**BRIEF**
Copy out the lines from the one containing "Find blue marker in the photo above." through the one containing "[115,115,163,151]", keeping the request lines as they are and shifting every bounding-box coordinate in the answers up by 145. Give only that stretch.

**DATA**
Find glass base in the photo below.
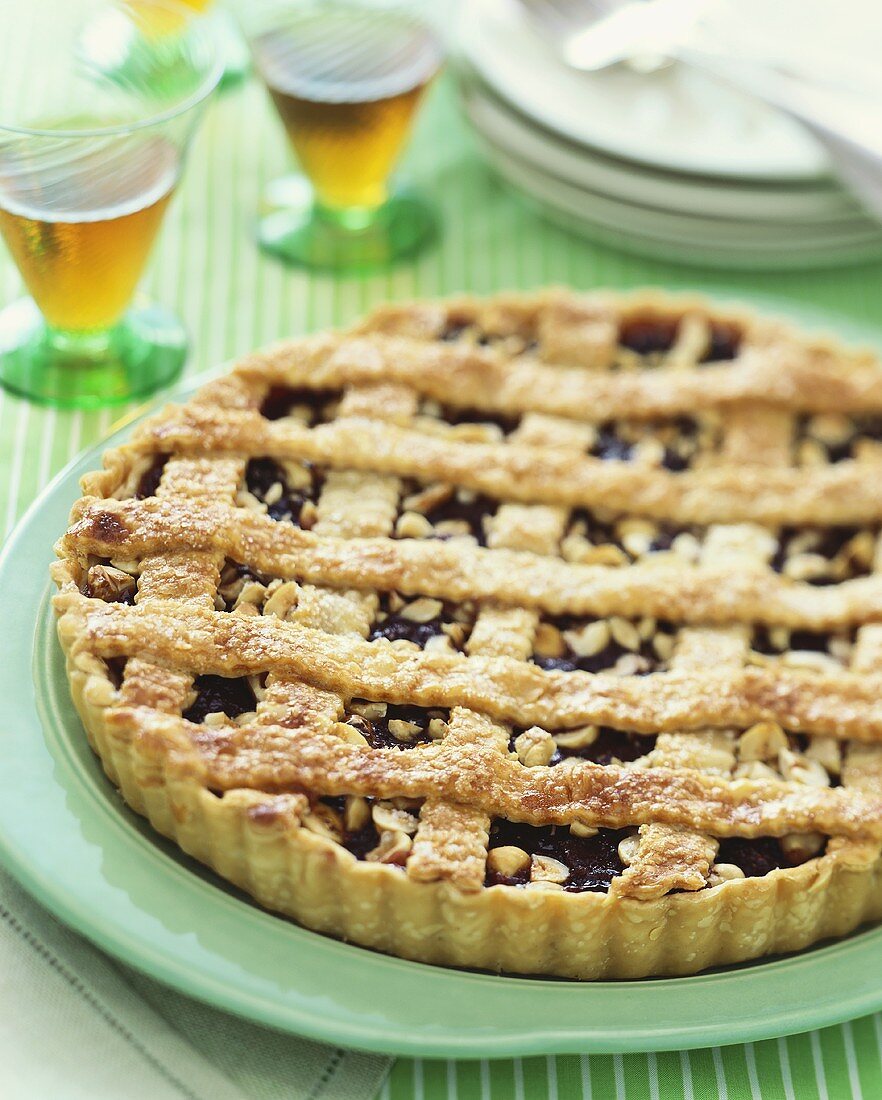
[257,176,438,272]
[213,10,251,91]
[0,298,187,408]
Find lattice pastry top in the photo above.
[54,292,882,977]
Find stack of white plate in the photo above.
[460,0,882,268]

--

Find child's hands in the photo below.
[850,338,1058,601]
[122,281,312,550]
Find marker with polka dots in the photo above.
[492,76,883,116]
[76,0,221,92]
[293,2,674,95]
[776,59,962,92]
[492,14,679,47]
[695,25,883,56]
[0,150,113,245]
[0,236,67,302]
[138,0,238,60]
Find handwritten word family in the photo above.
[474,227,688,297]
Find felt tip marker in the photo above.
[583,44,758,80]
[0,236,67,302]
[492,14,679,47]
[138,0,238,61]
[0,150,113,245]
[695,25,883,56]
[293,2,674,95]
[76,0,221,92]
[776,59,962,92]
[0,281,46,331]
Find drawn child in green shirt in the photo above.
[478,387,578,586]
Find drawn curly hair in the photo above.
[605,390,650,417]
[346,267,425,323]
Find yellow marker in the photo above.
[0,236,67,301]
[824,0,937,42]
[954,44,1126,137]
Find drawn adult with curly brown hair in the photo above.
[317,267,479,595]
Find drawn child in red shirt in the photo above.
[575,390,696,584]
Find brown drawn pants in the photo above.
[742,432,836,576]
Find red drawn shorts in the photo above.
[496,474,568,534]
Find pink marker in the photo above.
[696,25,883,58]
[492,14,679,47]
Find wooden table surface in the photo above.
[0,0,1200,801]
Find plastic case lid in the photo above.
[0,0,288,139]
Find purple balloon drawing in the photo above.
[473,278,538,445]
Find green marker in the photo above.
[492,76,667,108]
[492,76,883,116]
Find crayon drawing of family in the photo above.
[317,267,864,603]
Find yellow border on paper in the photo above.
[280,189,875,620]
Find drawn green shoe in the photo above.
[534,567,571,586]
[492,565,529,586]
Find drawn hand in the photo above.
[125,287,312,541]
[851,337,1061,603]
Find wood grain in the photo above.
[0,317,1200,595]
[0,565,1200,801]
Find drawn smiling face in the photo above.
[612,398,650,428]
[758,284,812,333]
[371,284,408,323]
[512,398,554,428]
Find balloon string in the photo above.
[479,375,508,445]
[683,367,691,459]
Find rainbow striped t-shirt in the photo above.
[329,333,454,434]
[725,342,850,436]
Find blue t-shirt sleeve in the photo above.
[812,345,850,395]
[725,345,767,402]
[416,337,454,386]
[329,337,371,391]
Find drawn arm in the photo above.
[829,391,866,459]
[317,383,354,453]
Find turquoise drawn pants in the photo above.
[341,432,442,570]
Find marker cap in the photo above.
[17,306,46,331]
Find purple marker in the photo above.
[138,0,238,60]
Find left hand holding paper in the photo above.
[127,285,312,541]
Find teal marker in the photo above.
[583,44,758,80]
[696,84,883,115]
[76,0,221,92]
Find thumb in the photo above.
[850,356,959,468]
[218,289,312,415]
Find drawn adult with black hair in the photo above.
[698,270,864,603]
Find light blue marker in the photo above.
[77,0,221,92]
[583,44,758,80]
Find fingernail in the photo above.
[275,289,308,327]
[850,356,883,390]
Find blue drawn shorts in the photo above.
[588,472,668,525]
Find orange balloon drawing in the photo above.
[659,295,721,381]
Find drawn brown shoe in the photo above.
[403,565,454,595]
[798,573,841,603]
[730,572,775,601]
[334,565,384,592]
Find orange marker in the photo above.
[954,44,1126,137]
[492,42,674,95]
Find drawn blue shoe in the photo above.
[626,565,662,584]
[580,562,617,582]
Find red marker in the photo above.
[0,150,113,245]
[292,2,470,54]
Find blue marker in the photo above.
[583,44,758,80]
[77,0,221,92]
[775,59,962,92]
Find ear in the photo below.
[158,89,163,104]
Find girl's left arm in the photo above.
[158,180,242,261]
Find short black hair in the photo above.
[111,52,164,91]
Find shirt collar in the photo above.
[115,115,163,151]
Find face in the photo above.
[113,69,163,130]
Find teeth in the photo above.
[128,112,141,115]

**REPLY TO THE EXERCISE**
Find blue marker in the photo above.
[728,189,903,225]
[222,145,366,237]
[920,204,1107,237]
Find ear in the photo below.
[303,234,308,249]
Find girl's left arm in the photo above.
[303,325,387,406]
Find short black hair in the photo above.
[256,197,309,236]
Find shirt collar in the photo above.
[260,260,308,296]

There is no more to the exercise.